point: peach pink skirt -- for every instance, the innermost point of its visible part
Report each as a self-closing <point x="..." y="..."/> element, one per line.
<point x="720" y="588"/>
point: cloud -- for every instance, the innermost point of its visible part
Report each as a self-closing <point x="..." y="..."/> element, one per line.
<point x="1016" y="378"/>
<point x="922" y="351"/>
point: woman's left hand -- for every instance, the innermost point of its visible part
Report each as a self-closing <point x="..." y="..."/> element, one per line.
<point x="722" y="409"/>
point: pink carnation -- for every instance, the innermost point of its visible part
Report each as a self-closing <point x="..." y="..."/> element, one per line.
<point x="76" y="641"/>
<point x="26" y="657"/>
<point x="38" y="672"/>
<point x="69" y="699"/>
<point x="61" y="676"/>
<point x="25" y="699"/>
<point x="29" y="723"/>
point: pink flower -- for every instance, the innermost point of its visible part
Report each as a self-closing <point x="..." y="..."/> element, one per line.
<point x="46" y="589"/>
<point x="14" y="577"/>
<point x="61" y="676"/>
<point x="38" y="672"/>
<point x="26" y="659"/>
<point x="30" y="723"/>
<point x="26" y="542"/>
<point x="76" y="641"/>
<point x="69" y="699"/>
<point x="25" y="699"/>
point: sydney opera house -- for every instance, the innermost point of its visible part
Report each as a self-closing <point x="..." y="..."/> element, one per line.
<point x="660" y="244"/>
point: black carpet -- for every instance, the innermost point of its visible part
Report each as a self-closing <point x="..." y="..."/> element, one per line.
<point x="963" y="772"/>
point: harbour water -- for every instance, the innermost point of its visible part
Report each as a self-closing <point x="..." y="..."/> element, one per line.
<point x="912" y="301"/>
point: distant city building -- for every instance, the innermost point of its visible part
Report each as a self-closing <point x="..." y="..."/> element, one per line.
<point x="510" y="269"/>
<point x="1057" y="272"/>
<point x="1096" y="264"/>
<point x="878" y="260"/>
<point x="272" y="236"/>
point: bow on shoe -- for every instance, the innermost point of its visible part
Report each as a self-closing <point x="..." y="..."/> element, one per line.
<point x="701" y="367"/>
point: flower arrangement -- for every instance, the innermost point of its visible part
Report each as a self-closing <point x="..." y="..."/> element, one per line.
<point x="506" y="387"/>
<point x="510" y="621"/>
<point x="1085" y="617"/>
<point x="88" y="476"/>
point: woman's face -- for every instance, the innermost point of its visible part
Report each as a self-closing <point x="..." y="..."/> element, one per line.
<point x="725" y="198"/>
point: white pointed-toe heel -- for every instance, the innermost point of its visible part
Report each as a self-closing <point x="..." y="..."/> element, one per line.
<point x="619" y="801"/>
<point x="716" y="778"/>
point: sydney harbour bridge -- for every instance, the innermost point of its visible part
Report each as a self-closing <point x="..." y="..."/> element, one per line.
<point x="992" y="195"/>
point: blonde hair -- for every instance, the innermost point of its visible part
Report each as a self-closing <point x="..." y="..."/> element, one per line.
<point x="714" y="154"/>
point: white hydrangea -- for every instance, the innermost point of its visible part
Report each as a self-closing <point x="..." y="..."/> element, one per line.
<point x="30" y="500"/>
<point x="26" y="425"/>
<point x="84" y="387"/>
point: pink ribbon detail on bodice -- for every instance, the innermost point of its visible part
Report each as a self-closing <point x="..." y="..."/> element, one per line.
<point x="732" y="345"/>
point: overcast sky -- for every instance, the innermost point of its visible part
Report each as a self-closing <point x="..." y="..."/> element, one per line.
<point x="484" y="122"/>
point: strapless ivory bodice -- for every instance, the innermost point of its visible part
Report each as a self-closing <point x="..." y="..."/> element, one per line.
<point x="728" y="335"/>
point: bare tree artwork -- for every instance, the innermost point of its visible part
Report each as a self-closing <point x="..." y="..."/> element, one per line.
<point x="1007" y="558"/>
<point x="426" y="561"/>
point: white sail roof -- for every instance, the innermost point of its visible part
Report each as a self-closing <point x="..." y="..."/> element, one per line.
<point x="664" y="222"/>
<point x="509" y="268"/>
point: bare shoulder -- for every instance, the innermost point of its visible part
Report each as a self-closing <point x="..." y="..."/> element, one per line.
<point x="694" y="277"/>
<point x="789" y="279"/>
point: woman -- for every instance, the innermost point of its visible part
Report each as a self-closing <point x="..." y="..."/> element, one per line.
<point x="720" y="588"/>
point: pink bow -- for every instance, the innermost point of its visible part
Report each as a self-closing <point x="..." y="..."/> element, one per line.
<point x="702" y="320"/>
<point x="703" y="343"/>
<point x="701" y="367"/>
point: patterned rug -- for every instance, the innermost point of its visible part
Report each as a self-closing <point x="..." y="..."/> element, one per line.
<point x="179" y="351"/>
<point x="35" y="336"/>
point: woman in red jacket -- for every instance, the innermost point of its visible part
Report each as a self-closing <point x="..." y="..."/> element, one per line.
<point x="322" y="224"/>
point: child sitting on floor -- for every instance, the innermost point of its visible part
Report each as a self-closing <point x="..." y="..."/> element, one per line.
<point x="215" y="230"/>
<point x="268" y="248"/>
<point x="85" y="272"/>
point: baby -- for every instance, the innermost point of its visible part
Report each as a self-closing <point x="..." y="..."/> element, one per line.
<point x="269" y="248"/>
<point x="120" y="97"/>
++++++
• [INSTRUCTIONS FOR THE TASK]
Go through the listing above and restate it word for word.

• [FINAL RESULT]
point: peach pink skirt -- for every instance, the innermost point of its visible part
Report each as a self-closing <point x="..." y="..."/> element, one per line.
<point x="720" y="588"/>
point: cloud -- for every instance, the innermost point of its visible part
Report each as a self-closing <point x="..." y="..."/> element, one per line.
<point x="1016" y="378"/>
<point x="922" y="351"/>
point: woman's left hand -- for every instance, the innermost point of its visible part
Report each as a self-closing <point x="..." y="..."/> element, one per line.
<point x="722" y="409"/>
point: pink carnation -- for every instance, the innermost point of its visible part
Report each as a self-closing <point x="..." y="..."/> element, one per line.
<point x="76" y="641"/>
<point x="26" y="657"/>
<point x="38" y="672"/>
<point x="69" y="699"/>
<point x="61" y="676"/>
<point x="25" y="699"/>
<point x="29" y="723"/>
point: pink flower -- for every instance, the innermost point of its visible part
Report each as a self-closing <point x="..." y="..."/> element, one per line.
<point x="46" y="589"/>
<point x="14" y="577"/>
<point x="61" y="676"/>
<point x="38" y="672"/>
<point x="26" y="659"/>
<point x="30" y="723"/>
<point x="26" y="542"/>
<point x="76" y="641"/>
<point x="69" y="699"/>
<point x="25" y="699"/>
point: sydney opera house -- for every instance, the innermost point of its visible part
Report each as a self-closing <point x="..." y="..."/> element, one per line.
<point x="660" y="244"/>
point: black carpet -- for every instance, the innermost point of its visible part
Report each as a self-closing <point x="..." y="..."/> element, one per line.
<point x="963" y="772"/>
point: harbour water -- for every instance, the innermost point of its visible part
Report each as a self-closing <point x="..." y="..."/> element, one per line.
<point x="912" y="301"/>
point: distant city building -- for every instance, the innermost point of its visible part
Report each as a self-closing <point x="..." y="..."/> element, one per line.
<point x="510" y="269"/>
<point x="1057" y="272"/>
<point x="1096" y="264"/>
<point x="878" y="260"/>
<point x="272" y="236"/>
point: bow on shoe -- for every instance, the innermost point of its visible part
Report each as a self-closing <point x="..." y="..."/> element, one per line.
<point x="701" y="367"/>
point: flower arrangement -- for every instance, the innermost point of its visible part
Report each as a self-closing <point x="..." y="..."/> element, one per line.
<point x="506" y="387"/>
<point x="510" y="621"/>
<point x="1085" y="617"/>
<point x="88" y="476"/>
point: woman's face -- for every instance, the innermost point of its visible part
Report each as a self-closing <point x="..." y="..."/> element, one per line.
<point x="725" y="198"/>
point: white pointed-toe heel -- for every instance, the innermost point of its visible part
Report each as a self-closing <point x="..." y="..."/> element, one per line.
<point x="619" y="801"/>
<point x="716" y="778"/>
point: sydney harbour bridge -- for every instance, the innermost point of its visible part
Report each as a self-closing <point x="..." y="..."/> element, one per line.
<point x="992" y="195"/>
point: blonde hair -- for every instance, the innermost point of its visible part
Report each as a self-closing <point x="..." y="..."/> element, one per line.
<point x="714" y="154"/>
point: white hydrangea -- for every instance, the innermost point of its visible part
Report each as a self-closing <point x="..." y="..."/> element, one per line.
<point x="30" y="500"/>
<point x="26" y="425"/>
<point x="84" y="387"/>
point: pink ribbon detail on bodice -- for every instance, the innermost point of its visible part
Report each as a self-closing <point x="..." y="..."/> element, one per line.
<point x="732" y="345"/>
point: overcast sky -- for every instance, the innermost point of its visible part
Report each as a self-closing <point x="..." y="..."/> element, one per line.
<point x="484" y="122"/>
point: strapless ivory bodice -- for every instance, the innermost point of its visible part
Report each as a self-closing <point x="..." y="..."/> element, one per line.
<point x="728" y="335"/>
point: bare tree artwork -- for every instance, the innermost point of its visible part
Report each as a self-closing <point x="..." y="..."/> element, one per line.
<point x="1007" y="558"/>
<point x="426" y="561"/>
point: white sail roof -- for every instance, the innermost point of its visible part
Report each as a self-closing <point x="..." y="..."/> element, one per line.
<point x="664" y="222"/>
<point x="509" y="268"/>
point: bare shoulder -- for every instance, the innermost point of its visible part
Report each as a self-closing <point x="..." y="..."/> element, one per line.
<point x="694" y="277"/>
<point x="789" y="279"/>
point: woman -- for every instance, the innermost point of its visible part
Report each as a self-closing <point x="..." y="..."/> element, one per line.
<point x="720" y="588"/>
point: pink bow -- for every instance, the innermost point of its visible part
Report each as a self-closing <point x="..." y="..."/> element, one per line.
<point x="702" y="320"/>
<point x="703" y="343"/>
<point x="701" y="367"/>
point: patterned rug -- for every instance, the innermost point of its visible part
Report each as a self-closing <point x="..." y="..."/> element, one per line.
<point x="179" y="351"/>
<point x="35" y="336"/>
point: woman in red jacket -- for every instance, the innermost point of its visible part
Report each as a self-closing <point x="..." y="..."/> element, one per line.
<point x="322" y="224"/>
point: child sitting on floor -- for every instance, the innermost point of its visible part
Report each as a self-closing <point x="..." y="..."/> element, one per line.
<point x="215" y="230"/>
<point x="268" y="248"/>
<point x="85" y="272"/>
point: baby -- for every instance, the innermost point of its visible part
Report each as a self-closing <point x="..." y="..."/> element, one per line.
<point x="269" y="248"/>
<point x="120" y="97"/>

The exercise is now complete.